**Set task**
Gather and copy out every row below that contains the string "table", matching uppercase and lowercase exactly.

**Provided material**

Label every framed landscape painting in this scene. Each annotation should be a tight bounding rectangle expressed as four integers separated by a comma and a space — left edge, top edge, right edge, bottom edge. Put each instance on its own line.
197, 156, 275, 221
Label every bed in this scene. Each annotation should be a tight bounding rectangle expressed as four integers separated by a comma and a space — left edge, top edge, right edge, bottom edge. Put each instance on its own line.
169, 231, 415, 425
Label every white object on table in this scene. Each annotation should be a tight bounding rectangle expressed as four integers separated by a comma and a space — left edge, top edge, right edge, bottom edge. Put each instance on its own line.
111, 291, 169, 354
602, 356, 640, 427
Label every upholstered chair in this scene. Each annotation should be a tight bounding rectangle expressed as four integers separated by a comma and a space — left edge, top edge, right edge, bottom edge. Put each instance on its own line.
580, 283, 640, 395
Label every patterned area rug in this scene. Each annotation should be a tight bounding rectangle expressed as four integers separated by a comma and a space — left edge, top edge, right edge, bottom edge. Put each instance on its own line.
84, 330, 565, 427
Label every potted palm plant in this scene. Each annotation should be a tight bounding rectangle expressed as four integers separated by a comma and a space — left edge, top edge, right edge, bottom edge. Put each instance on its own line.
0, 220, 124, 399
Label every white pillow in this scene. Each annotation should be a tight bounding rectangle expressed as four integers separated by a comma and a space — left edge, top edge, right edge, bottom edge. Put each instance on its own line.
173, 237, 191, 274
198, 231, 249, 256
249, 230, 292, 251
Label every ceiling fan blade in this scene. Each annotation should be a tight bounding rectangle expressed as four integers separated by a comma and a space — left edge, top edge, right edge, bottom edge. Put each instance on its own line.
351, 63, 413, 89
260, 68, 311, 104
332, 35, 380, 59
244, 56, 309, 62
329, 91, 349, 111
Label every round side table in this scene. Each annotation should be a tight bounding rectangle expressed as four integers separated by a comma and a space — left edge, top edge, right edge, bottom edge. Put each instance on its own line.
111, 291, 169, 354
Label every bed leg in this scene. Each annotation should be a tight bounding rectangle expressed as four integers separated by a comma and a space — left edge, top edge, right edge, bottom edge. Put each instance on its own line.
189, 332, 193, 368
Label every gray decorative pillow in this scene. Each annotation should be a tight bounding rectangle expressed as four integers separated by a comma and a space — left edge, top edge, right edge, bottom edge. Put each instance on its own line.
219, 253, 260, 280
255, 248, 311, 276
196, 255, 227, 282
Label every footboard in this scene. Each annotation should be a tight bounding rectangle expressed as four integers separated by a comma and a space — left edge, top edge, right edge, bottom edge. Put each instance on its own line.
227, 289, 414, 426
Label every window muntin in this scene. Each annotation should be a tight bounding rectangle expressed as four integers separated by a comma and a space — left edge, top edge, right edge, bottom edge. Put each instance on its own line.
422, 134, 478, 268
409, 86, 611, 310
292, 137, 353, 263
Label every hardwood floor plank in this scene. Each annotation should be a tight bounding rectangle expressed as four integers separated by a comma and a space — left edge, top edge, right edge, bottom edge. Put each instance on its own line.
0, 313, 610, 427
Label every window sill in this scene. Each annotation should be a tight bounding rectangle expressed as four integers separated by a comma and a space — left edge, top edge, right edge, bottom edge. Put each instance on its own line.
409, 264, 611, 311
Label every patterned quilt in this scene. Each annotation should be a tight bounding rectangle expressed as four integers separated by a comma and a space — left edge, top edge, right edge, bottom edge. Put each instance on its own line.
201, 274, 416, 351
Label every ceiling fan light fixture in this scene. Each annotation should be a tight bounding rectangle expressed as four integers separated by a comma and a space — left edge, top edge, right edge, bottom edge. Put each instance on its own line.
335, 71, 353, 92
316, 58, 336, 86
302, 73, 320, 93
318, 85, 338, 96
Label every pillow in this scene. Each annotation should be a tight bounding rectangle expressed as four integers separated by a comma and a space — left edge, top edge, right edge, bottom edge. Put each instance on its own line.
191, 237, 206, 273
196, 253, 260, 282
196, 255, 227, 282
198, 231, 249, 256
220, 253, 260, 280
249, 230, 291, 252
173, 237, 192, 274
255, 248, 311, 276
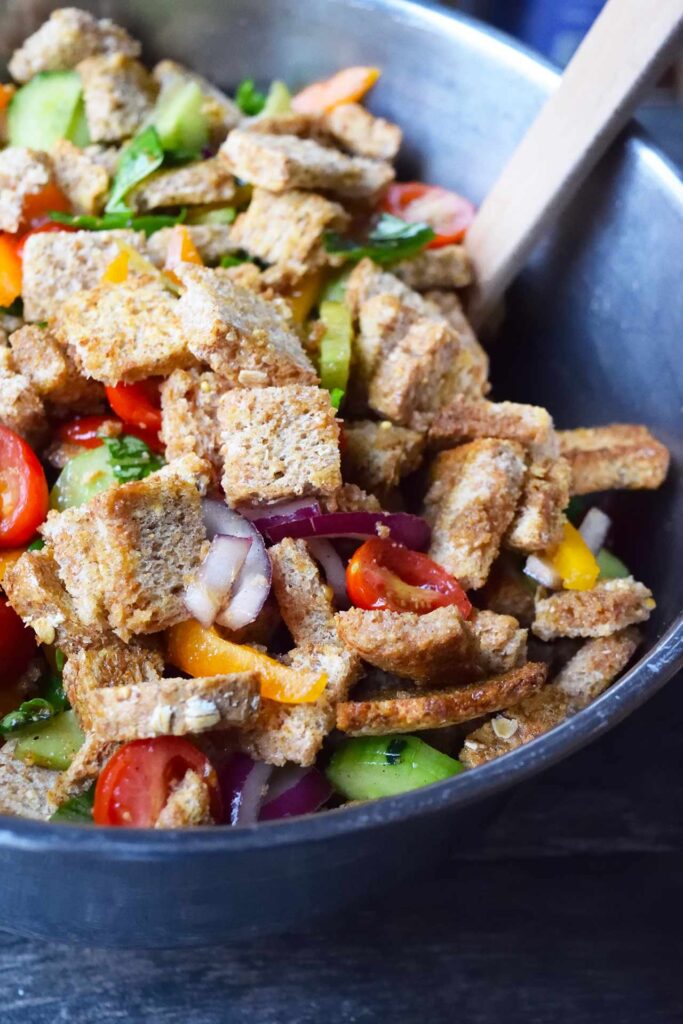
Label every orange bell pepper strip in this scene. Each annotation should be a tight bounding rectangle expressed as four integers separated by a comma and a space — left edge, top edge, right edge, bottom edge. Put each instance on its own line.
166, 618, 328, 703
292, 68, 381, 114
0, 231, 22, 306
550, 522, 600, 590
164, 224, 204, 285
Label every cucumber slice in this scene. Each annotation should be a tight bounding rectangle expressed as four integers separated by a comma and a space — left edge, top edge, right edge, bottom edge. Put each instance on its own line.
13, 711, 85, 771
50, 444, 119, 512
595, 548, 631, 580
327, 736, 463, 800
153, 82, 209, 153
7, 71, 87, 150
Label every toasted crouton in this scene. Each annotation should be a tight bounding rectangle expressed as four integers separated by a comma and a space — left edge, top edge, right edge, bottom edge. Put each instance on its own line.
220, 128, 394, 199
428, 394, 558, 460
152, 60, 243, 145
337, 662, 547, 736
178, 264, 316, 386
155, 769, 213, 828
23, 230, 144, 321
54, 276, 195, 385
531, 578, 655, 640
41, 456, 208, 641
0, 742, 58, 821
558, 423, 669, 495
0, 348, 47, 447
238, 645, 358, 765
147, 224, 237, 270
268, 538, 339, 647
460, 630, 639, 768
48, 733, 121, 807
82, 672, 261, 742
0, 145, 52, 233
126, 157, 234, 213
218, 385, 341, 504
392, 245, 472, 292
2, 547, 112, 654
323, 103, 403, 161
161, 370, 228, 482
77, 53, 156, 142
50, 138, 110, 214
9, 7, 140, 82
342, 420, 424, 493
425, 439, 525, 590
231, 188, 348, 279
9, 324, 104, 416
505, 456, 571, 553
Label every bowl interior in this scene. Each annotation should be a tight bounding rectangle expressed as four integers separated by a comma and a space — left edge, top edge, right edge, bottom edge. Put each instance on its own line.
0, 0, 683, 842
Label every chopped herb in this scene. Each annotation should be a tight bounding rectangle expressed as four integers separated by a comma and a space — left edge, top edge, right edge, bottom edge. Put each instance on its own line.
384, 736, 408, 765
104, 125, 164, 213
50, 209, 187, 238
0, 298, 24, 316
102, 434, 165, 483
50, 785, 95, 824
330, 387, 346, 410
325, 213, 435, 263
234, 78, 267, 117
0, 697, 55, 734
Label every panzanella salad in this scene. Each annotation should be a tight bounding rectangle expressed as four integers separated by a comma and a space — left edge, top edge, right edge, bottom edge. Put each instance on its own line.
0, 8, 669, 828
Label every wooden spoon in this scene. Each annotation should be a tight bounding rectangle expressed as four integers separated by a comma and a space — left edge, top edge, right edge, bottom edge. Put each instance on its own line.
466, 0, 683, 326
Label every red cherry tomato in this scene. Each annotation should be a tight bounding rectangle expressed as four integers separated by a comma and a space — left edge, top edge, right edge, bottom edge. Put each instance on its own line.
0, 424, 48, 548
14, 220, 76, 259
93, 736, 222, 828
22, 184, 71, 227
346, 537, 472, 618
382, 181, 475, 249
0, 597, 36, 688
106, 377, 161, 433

**Output of the exercise**
Label every white object on table in this scene. Each annotation should be a tight bounding rectangle expressed as four integers separated by a comma and a space — left edge, top edge, right edge, bottom edge. Put each instance on its own line.
Label every round side table in this scene. Each annotation should be a tight bounding rectangle expressed as four integers separated by a comma and a space — left edge, top edge, right edge, bottom edge. Put each instance on its own line.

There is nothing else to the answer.